→ **Exercise task 1**
From the records, copy the stretch from the line containing "Tag any visible microphone." through the line containing "310 222 361 234", with both of those lines included and each line reproduced unchanged.

→ **Text segment**
>>

From: Paul Menage <menage@google.com>
To: akpm@linuxfoundation.org, balbir@linux.vnet.ibm.com,
"Serge E. Hallyn" <serue@us.ibm.com>,
Cedric Le Goater <clg@fr.ibm.com>,
"Eric W. Biederman" <ebiederm@xmission.com>,
Pavel Emelianov <xemul@openvz.org>,
David Rientjes <rientjes@google.com>,
Vaidyanathan Srinivasan <svaidy@linux.vnet.ibm.com>
Cc: Nick Piggin <nickpiggin@yahoo.com.au>,
Peter Zijlstra <a.p.zijlstra@chello.nl>,
pj@sgi.com, containers@lists.osdl.org,
linux-kernel@vger.kernel.org
Subject: [PATCH 05/33] task containersv11 add container_clone interface
Date: Mon, 17 Sep 2007 14:03:12 -0700 [thread overview]
Message-ID: <20070917210426.898117000@menage.corp.google.com> (raw)
In-Reply-To: 20070917210307.116234000@menage.corp.google.com
[-- Attachment #1: task-containersv11-add-container_clone-interface.patch --]
[-- Type: text/plain, Size: 5938 bytes --]
Add support for cgroup_clone(), a way to create new cgroups intended to
be used for systems such as namespace unsharing. A new subsystem callback,
post_clone(), is added to allow subsystems to automatically configure cloned
cgroups.
Signed-off-by: Paul Menage <menage@google.com>
---
Documentation/cgroups.txt | 7 +
include/linux/cgroup.h | 3
kernel/cgroup.c | 135 +++++++++++++++++++++++++++++++++
3 files changed, 145 insertions(+)
diff -puN Documentation/cgroups.txt~task-cgroupsv11-add-cgroup_clone-interface Documentation/cgroups.txt
--- a/Documentation/cgroups.txt~task-cgroupsv11-add-cgroup_clone-interface
+++ a/Documentation/cgroups.txt
@@ -504,6 +504,13 @@ include/linux/cgroup.h for details).

<<

→ **Exercise task 2**
In the patch email, shorten the paragraph beginning "Add support for cgroup_clone()" while keeping its main facts.

→ **Data entries**
>>

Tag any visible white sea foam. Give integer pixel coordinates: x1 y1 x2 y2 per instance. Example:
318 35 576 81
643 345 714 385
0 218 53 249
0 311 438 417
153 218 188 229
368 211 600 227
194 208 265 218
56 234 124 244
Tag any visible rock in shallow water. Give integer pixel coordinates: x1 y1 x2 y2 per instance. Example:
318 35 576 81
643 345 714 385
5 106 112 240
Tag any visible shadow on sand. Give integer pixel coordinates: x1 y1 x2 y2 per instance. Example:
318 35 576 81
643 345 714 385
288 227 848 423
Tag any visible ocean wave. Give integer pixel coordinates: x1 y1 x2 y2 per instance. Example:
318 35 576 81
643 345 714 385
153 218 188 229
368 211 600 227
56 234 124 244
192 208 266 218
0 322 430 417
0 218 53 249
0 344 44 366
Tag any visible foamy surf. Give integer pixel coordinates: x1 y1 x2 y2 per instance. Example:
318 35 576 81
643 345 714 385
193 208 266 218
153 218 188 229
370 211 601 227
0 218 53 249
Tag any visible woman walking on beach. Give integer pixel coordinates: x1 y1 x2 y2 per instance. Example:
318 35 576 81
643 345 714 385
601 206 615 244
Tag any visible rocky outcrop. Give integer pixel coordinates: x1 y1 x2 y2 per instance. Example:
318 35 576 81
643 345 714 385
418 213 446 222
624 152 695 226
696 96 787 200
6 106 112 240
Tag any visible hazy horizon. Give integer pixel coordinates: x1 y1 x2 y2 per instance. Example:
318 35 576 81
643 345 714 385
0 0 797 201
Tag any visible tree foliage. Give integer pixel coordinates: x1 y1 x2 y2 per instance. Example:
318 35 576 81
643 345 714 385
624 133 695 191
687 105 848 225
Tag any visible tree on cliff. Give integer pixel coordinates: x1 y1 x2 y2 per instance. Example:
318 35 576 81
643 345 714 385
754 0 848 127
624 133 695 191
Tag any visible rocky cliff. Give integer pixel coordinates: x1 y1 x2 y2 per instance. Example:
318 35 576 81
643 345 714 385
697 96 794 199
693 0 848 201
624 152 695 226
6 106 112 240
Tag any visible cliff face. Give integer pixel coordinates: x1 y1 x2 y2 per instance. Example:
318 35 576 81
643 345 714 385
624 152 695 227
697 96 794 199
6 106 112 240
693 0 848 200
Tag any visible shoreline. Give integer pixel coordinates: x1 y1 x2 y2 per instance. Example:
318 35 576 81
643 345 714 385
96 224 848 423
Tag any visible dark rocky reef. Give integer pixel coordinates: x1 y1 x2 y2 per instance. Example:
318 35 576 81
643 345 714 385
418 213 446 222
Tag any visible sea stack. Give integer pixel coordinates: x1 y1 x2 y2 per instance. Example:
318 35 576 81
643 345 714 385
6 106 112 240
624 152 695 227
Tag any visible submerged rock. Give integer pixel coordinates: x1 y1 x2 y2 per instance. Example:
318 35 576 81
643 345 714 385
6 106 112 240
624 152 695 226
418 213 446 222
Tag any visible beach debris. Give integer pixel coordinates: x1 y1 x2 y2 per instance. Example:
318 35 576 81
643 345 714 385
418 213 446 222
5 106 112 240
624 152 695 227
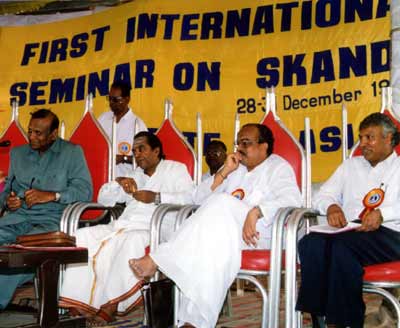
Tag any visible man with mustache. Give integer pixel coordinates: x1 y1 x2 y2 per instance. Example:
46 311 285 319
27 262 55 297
130 124 301 327
297 113 400 328
0 109 92 310
60 131 193 325
99 81 147 177
201 140 226 181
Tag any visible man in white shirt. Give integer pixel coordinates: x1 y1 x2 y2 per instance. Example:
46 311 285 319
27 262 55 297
297 113 400 328
130 124 301 327
99 81 147 177
60 132 193 324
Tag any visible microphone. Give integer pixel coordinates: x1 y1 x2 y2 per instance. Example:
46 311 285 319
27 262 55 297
0 140 11 147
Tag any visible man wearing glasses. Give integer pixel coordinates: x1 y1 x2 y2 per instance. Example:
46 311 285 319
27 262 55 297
0 109 92 310
201 140 226 181
129 124 301 327
99 81 147 177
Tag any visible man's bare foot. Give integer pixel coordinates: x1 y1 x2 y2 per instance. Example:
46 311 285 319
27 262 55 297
129 255 157 279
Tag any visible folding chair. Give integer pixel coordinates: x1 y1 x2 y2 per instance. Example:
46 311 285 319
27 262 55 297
151 90 307 327
285 88 400 328
0 102 28 179
155 99 201 180
61 101 113 235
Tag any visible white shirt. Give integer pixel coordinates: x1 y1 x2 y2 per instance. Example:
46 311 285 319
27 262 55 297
98 160 194 213
98 107 147 177
193 154 302 226
313 152 400 231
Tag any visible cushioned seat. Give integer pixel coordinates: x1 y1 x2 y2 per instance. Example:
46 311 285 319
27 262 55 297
364 261 400 283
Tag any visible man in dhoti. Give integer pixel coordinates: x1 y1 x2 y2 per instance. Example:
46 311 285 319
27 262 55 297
297 113 400 328
60 132 193 324
130 124 301 327
99 81 147 177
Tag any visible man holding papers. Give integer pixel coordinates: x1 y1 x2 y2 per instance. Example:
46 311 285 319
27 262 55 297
297 113 400 328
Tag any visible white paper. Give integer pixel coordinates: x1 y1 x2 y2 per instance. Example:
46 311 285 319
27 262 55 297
310 222 361 234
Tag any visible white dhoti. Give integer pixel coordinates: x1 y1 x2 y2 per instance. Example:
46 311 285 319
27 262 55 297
150 194 270 328
59 209 178 315
60 225 150 314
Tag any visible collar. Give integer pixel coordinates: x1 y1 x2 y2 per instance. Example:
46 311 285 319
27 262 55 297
119 106 133 123
29 137 62 154
362 150 398 169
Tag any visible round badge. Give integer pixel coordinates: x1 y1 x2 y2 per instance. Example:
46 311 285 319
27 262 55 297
363 188 385 209
118 141 131 155
231 188 244 200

<<

→ **Final answer 1**
Tag any visible microphone. Give integer pixel coordinates: x1 y1 x2 y2 per instance. Example:
46 311 285 319
27 262 55 297
0 140 11 147
Tag any visible man wearing glasses. Give integer pixel coordinates: x1 y1 x2 y2 per instance. Example:
46 311 285 319
27 262 55 297
0 109 92 310
201 140 226 181
129 124 301 327
99 81 147 177
Tag any visible man's bare foot. Give integer pixel coordinates: x1 y1 x2 y2 per instance. Example:
46 311 285 319
27 262 55 297
129 255 157 279
Tag any visible folding chair. Give integer pixel coordinates: x1 y1 x2 y2 per instance. Example:
46 311 285 319
27 262 55 297
151 90 307 327
285 88 400 328
0 102 28 179
155 99 201 180
61 101 113 235
Tag any visible white shirt. Give integer pixel coordinates: x1 y1 x2 y2 per instance. Example:
46 311 285 319
27 262 55 297
98 160 194 213
98 107 147 177
193 154 302 226
313 152 400 231
Tag any visible cushioned seat. Give integer pixel coordinates: x1 y1 x2 y2 per instance. Example:
46 311 285 319
27 262 55 297
364 261 400 283
Tag any visible man in dhoti. Give integer pixel coordinates: x1 y1 x2 y2 per instance. Example:
46 311 285 319
27 262 55 297
297 113 400 328
60 132 193 324
130 124 301 327
99 81 147 177
Tag any visible man holding papers. Give integer pixel coordinates: x1 y1 x2 y2 per instance. Example:
46 311 285 319
27 262 55 297
297 113 400 328
Tag any visible white paper. Give integer pixel coordinates: x1 y1 x2 y2 per instance. Example:
46 311 285 319
27 262 55 297
310 222 361 234

→ **Final answer 2**
The patch adds cgroup_clone(), which creates new cgroups for uses such as namespace unsharing. It also adds a new subsystem callback, post_clone(), that lets subsystems configure cloned cgroups automatically.